** Given instruction **
Pick out every line in the records that contains the string "locate" and copy each one in full.

** Given records **

☆ ☆ ☆ ☆ ☆ ☆ ☆

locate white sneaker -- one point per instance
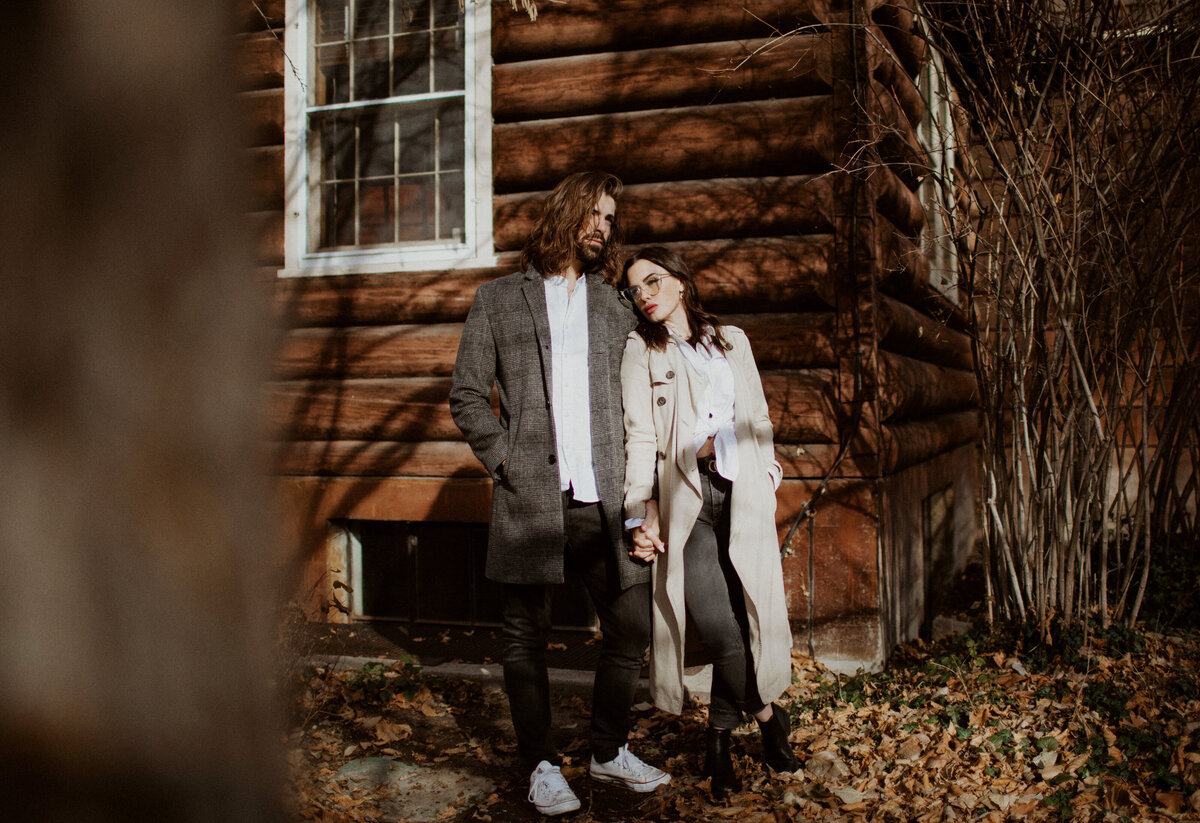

☆ ☆ ☆ ☆ ☆ ☆ ☆

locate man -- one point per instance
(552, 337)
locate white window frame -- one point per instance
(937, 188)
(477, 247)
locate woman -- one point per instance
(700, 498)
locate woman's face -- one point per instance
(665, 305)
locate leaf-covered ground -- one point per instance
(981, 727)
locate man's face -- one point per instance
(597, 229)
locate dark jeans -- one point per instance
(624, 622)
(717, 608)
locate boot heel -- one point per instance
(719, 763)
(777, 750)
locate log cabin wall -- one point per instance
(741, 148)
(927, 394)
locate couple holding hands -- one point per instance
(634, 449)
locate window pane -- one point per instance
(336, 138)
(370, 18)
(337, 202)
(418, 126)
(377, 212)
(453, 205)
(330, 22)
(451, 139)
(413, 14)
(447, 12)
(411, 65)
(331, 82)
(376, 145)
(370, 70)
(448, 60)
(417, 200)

☆ ☆ ☆ ☆ ☆ ☆ ☆

** Reply to the exercise **
locate white sneaker -- one point per instance
locate man -- one point per instance
locate white window frame -- one point per instance
locate woman -- one point per instance
locate woman's face -- one point per instance
locate leaf-covered ground -- one point per instance
locate man's face -- one point per instance
locate dark jeans -- one point per instance
locate boot heel -- one point per instance
locate log cabin wall -- one point per instance
locate couple holding hands -- one point per instance
locate window pane -- one point per instance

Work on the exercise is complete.